• [Tasks]
A. In the passage on Philadelphia public safety, change "budget season" to "legislative session" and write out the text between "This budget season, Philadelphia" and "public safety solutions.", inclusive.
B. Please translate this sentence from the passage on Philadelphia public safety into Spanish: "We need our public safety budgets to reflect real public safety solutions."

── Document passage ──

I live these realities regularly. Young people, around the same ages of my daughters are buried every single week. But Philadelphia police are not solving these crimes, and, in our community, police presence does not equate to feeling safe. We need to be surrounded by people who are clearly invested in the fate of our community, not just those who show up when we’re in crisis. We need Philadelphia to invest in far more violence prevention strategies and to build services and provide resources that create health, stability, and opportunities for growth. And we need Philadelphia’s law enforcement to take our tragedies seriously. To be clear, I’m not looking for the city to double down on aggressive policing or to dole out ever harsher criminal penalties. Rather, I want law enforcement to make good on its claims to prioritize violent crime by focusing its attention on gun violence and homicides instead of spending the majority of its time on issues that are better handled by others—medical professionals and counselors for mental health and substance use.
Scaling back the responsibilities and scope of law enforcement and investing instead in violence intervention programs and other alternatives to policing will do a lot more good for our communities and allow law enforcement to focus their efforts on solving the truly serious crimes. For example, by investing in Parks and Recreation and in our public schools—especially the 25 schools that half of all students impacted by gun violence attend—we can ensure our young people have access to the trauma-informed care and after-school programming needed to curtail and de-escalate conflicts. By prioritizing permanent, green, affordable housing in the city, we can stabilize families forced into precarity by the housing crisis. And by making significant investments in grassroots violence prevention work done by groups like YEAH Philly, the Youth Art & Self-Empowerment Project, Men of Courage, NOMO Foundation, CeasefirePA, and others, we can expand the scope of these programs and begin to treat gun violence like the public health crisis that it is.
This budget season, Philadelphia must begin to hold our law enforcement accountable for their failures by redirecting resources to other agencies and strategies that can help us. It is our responsibility as elected officials to listen to the vast majority of our constituents—nearly 96 percent of Philadlephians—who support diverting funds from police to community services, according to the 2020 Safety We Can Feel survey. It’s time we treat public safety as more than a political fundraising slogan and treat solutions to violent crime as more than a talking point. We need our public safety budgets to reflect real public safety solutions.

───
── Information supplied ──

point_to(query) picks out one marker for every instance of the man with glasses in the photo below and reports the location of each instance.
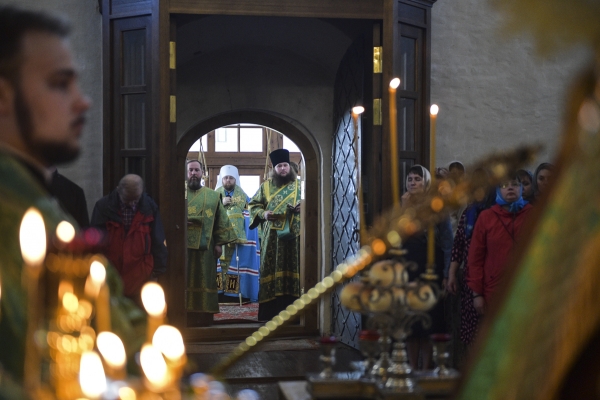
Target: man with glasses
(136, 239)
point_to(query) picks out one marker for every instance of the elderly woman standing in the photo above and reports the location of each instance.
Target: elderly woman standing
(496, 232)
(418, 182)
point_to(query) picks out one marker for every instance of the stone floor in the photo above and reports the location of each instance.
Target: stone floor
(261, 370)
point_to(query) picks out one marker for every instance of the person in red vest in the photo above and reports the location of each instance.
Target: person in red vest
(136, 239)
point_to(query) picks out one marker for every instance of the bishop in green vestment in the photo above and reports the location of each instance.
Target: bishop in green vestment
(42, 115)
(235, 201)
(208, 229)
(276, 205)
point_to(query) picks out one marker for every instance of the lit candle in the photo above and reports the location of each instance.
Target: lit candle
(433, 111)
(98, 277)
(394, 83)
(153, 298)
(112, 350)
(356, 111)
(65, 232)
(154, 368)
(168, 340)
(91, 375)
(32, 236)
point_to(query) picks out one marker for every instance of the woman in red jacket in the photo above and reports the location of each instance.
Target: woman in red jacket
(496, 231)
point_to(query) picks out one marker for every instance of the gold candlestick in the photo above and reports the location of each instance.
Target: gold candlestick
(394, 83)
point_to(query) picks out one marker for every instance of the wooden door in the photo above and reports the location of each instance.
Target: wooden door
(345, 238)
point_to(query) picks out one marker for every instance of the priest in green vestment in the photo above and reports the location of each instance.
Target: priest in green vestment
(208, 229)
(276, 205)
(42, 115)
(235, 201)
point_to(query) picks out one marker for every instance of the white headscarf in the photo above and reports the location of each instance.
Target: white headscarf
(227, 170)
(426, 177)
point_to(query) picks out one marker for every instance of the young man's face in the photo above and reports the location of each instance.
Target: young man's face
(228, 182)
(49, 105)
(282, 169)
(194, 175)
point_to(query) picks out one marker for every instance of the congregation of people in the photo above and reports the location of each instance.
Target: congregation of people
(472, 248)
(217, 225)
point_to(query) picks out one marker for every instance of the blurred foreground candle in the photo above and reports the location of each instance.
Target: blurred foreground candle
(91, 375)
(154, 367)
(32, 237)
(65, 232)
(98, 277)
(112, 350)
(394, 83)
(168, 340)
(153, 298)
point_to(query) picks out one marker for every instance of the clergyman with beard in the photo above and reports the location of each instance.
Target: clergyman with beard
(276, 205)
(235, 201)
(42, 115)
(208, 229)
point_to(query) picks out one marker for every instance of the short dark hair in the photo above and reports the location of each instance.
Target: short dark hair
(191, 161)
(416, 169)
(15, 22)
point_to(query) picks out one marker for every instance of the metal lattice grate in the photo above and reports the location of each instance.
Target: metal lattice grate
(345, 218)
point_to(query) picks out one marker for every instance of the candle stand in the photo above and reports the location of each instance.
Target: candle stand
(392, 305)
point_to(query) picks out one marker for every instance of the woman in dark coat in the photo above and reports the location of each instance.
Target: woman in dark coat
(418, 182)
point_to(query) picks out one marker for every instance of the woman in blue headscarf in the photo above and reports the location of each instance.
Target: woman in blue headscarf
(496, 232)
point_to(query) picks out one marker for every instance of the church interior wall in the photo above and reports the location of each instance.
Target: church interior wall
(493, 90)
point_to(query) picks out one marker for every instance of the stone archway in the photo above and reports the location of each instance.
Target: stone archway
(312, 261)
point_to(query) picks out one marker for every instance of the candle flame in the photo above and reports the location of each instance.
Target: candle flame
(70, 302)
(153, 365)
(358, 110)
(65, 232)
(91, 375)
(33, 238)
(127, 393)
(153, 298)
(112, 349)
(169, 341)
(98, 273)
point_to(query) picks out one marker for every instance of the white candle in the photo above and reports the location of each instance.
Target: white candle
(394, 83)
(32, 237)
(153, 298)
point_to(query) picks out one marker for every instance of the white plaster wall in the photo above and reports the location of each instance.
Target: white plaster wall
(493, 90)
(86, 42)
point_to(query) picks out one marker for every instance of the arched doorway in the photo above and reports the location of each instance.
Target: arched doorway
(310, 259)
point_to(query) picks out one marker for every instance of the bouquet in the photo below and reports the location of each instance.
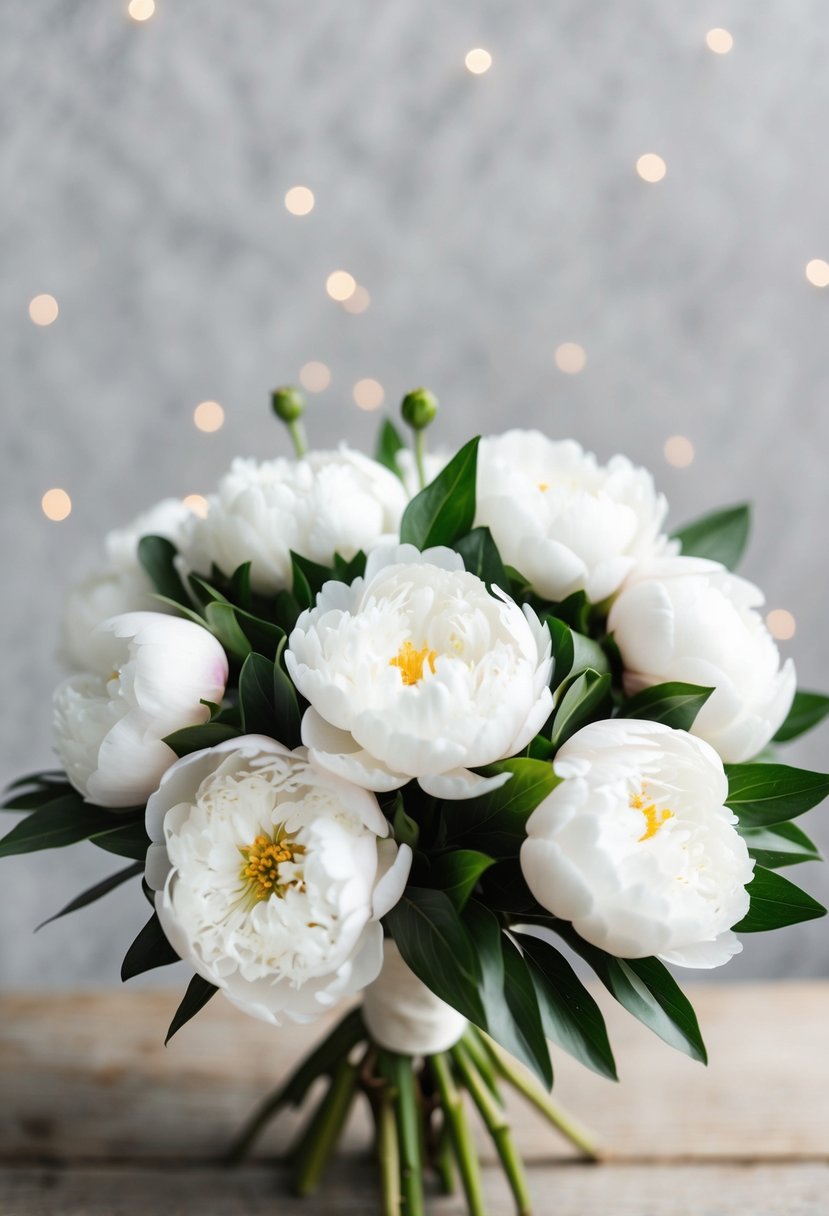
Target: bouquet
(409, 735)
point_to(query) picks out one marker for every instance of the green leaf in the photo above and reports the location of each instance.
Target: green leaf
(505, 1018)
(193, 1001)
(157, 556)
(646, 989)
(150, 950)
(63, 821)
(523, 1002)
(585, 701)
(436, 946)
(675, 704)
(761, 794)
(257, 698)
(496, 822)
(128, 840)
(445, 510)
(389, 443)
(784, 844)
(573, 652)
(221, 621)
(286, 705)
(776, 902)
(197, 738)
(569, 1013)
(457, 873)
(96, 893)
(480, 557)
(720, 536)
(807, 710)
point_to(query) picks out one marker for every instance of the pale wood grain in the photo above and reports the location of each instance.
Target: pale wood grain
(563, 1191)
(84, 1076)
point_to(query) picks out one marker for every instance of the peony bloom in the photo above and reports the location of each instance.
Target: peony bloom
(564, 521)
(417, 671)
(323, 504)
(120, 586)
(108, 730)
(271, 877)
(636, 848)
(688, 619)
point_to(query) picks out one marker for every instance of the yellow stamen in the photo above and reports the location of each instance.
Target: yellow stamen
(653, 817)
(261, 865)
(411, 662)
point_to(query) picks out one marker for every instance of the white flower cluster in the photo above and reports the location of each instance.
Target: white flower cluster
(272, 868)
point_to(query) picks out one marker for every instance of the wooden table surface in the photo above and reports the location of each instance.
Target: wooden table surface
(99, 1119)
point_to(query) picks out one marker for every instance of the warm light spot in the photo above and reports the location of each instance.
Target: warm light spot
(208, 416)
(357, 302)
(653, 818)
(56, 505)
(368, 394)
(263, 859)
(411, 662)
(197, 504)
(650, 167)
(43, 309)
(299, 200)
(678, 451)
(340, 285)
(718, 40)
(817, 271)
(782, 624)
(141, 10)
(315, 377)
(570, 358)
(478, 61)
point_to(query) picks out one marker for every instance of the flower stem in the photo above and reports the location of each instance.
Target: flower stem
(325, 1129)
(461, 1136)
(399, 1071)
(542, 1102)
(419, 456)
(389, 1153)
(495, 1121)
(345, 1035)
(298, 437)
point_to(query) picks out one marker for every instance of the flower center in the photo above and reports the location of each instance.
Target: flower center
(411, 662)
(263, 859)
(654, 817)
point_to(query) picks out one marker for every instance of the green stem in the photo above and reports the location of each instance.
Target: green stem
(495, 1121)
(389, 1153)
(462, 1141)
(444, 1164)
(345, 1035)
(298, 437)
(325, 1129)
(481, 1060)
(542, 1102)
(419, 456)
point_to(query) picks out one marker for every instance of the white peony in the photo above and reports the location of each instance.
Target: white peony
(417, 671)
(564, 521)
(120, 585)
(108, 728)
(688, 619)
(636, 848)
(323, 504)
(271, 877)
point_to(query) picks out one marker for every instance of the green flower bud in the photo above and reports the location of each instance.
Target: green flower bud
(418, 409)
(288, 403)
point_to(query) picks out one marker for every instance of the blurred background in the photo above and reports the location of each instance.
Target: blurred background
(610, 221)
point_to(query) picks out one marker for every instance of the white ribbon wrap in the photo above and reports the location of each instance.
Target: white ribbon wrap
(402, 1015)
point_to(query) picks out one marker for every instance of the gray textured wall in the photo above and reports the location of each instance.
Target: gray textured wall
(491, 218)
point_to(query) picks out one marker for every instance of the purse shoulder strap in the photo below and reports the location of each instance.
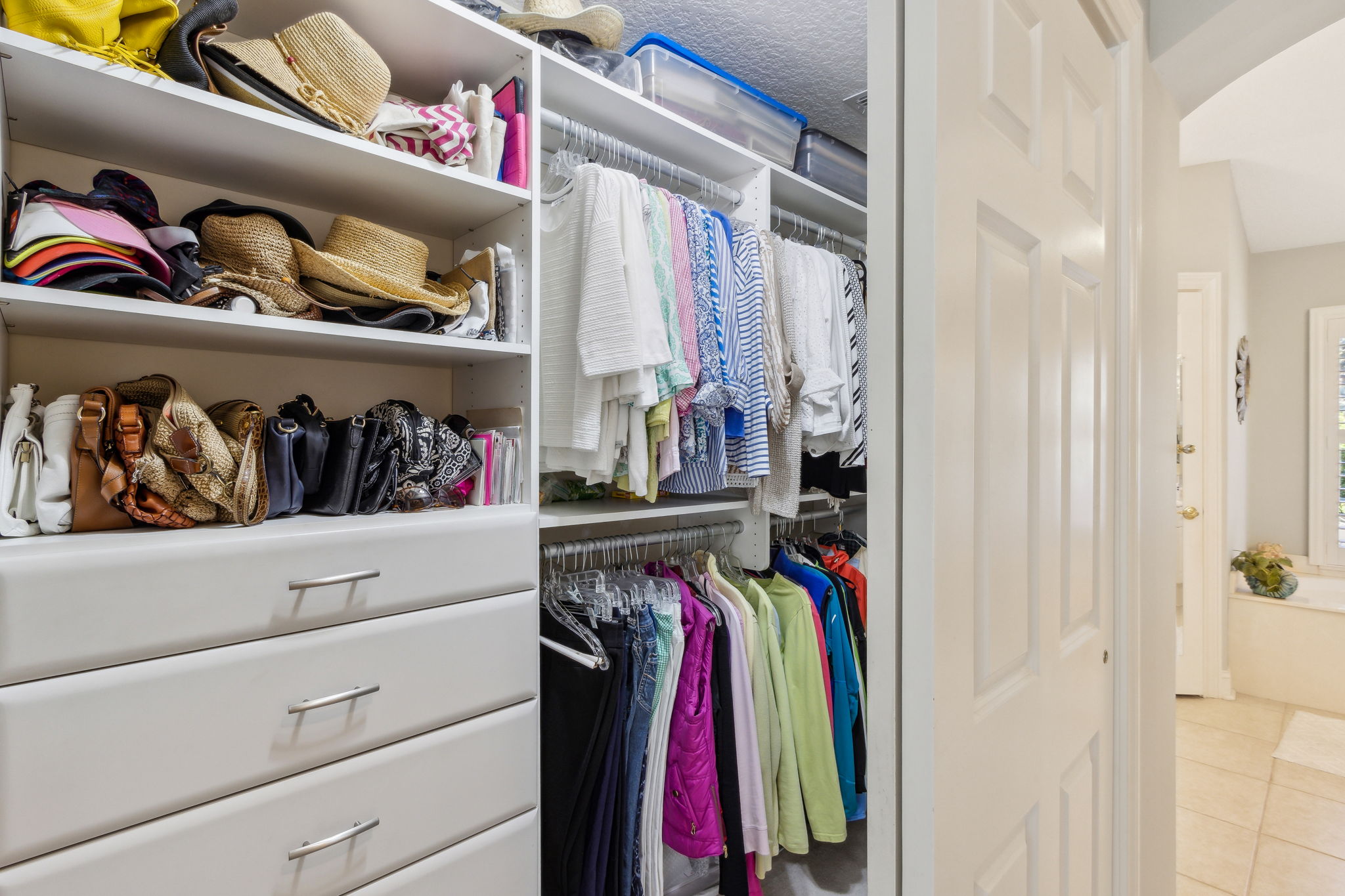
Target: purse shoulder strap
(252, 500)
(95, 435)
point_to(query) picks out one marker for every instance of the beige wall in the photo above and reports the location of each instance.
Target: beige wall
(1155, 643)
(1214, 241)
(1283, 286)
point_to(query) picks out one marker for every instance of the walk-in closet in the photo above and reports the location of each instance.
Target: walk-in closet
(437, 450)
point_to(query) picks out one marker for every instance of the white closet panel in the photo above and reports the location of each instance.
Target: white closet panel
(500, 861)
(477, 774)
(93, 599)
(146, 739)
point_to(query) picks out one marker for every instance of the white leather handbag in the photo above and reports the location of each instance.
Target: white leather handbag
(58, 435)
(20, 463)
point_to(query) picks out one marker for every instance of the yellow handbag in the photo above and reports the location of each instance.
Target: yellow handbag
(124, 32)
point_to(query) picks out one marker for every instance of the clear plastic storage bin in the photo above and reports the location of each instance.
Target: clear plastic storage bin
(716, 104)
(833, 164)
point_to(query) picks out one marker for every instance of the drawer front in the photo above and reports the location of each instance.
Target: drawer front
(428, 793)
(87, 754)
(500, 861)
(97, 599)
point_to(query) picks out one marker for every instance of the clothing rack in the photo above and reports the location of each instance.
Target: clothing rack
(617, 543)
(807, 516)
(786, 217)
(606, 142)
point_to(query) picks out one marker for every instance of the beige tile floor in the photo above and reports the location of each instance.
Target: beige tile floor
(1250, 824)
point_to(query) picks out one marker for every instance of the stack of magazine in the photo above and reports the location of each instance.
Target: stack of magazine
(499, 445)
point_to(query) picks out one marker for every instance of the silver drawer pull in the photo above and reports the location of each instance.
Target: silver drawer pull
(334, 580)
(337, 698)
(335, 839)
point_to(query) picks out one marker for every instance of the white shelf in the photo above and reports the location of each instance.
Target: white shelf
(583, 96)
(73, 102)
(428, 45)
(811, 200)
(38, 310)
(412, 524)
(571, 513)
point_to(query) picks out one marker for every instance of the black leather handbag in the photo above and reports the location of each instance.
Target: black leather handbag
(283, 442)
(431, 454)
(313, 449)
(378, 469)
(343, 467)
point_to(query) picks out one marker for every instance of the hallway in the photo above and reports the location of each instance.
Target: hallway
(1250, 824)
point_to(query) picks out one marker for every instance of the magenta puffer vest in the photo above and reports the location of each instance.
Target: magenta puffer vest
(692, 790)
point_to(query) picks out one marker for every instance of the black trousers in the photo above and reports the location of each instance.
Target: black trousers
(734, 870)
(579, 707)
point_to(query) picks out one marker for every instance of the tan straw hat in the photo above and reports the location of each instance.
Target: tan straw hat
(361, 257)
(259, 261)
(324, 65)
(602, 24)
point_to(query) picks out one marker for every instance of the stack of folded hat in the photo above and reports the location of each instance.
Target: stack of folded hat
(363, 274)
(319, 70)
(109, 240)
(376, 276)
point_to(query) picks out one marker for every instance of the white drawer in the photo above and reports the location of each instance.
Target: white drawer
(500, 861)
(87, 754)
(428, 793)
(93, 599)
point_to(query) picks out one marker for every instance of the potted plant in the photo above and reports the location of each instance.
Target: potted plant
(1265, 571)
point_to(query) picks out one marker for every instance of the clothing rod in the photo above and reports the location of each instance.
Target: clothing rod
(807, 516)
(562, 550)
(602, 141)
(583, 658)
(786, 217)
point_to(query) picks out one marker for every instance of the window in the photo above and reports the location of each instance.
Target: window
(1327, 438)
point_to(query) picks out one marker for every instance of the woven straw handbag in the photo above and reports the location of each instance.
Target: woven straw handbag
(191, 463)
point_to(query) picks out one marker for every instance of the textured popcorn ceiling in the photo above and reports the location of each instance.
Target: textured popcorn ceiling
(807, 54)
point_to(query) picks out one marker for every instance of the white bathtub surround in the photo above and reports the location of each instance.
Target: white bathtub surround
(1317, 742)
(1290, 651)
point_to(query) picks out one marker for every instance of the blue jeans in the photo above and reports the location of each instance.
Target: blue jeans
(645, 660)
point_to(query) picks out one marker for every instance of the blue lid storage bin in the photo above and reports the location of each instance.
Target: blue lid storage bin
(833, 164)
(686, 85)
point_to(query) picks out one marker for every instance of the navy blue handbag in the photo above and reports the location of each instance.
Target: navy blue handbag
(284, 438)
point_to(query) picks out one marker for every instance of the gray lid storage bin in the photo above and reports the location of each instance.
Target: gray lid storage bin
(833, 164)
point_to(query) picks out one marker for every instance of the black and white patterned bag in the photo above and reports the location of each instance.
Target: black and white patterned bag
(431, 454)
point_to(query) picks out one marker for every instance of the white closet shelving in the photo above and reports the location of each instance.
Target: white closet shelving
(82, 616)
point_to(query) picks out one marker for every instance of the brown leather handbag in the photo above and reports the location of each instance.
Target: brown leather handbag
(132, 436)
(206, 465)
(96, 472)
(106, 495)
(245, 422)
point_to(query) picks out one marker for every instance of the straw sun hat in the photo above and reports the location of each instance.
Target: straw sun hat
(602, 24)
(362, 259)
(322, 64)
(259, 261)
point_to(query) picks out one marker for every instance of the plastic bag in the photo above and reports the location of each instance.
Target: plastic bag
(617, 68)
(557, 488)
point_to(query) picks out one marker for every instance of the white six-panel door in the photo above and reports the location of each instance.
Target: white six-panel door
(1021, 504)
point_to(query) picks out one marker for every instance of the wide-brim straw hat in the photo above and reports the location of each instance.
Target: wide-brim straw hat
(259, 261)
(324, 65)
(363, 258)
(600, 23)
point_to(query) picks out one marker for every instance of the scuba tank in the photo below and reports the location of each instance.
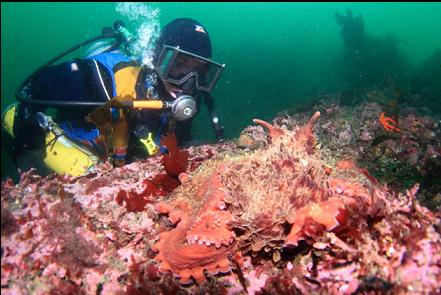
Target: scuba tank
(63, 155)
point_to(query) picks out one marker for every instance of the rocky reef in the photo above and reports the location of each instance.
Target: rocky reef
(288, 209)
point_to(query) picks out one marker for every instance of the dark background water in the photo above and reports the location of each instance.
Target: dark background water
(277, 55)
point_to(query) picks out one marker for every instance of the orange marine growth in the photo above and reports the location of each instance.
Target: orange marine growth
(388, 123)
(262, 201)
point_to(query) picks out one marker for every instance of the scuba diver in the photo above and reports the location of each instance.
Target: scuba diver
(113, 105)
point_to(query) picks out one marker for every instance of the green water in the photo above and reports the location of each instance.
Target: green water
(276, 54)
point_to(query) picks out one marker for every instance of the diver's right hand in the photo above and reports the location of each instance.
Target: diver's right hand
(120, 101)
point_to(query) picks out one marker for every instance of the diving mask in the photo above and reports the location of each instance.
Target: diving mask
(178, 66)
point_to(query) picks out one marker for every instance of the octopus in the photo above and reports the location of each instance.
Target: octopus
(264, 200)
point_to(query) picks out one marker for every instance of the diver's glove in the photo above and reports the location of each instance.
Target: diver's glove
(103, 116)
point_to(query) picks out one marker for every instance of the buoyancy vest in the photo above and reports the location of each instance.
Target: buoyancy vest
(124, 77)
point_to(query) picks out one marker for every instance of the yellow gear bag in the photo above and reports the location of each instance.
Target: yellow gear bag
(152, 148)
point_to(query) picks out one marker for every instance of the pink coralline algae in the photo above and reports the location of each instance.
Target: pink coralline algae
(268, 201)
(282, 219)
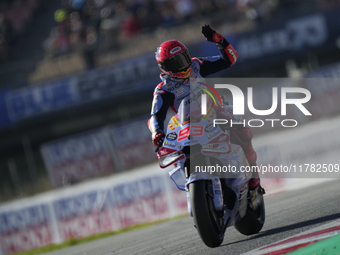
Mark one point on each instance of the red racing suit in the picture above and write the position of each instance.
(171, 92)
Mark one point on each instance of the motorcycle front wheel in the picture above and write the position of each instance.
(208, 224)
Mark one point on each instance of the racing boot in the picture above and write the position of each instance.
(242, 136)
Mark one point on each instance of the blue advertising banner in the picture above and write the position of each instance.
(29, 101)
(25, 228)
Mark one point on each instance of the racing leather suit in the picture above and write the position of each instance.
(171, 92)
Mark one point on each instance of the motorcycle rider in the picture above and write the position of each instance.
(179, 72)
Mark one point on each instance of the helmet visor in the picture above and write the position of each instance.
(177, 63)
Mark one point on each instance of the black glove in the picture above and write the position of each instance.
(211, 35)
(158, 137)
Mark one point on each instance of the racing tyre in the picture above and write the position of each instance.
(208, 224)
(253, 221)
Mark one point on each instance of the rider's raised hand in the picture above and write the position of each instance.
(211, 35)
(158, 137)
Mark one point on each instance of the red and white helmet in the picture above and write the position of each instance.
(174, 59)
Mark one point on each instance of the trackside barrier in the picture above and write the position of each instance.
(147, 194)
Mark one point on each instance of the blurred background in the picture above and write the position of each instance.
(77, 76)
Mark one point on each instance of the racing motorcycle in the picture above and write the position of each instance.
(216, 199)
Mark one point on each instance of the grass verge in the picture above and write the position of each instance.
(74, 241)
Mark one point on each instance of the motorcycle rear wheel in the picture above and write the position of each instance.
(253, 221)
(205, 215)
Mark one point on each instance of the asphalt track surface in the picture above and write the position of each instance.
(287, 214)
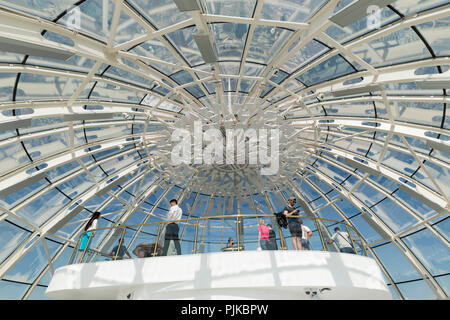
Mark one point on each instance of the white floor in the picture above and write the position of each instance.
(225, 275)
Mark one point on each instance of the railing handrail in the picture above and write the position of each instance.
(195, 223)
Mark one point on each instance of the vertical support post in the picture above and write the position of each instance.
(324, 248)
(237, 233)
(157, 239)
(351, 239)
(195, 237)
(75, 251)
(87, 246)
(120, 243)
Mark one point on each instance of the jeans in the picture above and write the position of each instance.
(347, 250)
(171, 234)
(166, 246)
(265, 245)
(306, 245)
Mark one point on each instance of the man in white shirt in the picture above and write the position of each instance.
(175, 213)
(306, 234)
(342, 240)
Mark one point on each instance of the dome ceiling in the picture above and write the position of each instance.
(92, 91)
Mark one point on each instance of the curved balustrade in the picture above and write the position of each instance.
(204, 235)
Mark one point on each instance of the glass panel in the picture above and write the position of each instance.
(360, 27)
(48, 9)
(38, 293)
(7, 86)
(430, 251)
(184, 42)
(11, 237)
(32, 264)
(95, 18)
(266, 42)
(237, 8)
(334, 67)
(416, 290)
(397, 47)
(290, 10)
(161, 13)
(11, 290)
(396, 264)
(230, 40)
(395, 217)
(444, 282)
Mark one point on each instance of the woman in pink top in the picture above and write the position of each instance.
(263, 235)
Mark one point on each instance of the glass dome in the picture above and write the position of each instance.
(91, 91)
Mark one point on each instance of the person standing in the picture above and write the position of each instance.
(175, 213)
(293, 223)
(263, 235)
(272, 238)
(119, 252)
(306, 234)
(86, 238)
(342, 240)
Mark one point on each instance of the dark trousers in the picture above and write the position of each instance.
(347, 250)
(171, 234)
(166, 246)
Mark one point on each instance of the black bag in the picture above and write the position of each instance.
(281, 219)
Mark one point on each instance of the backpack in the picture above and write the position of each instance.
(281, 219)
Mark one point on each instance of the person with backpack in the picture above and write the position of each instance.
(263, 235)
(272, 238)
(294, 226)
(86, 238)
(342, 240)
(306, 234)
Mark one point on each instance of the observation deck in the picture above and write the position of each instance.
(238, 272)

───

• [Answers for the tasks]
A.
This legislative session, Philadelphia must begin to hold our law enforcement accountable for their failures by redirecting resources to other agencies and strategies that can help us. It is our responsibility as elected officials to listen to the vast majority of our constituents—nearly 96 percent of Philadlephians—who support diverting funds from police to community services, according to the 2020 Safety We Can Feel survey. It’s time we treat public safety as more than a political fundraising slogan and treat solutions to violent crime as more than a talking point. We need our public safety budgets to reflect real public safety solutions.

B. Necesitamos que nuestros presupuestos de seguridad pública reflejen soluciones reales de seguridad pública.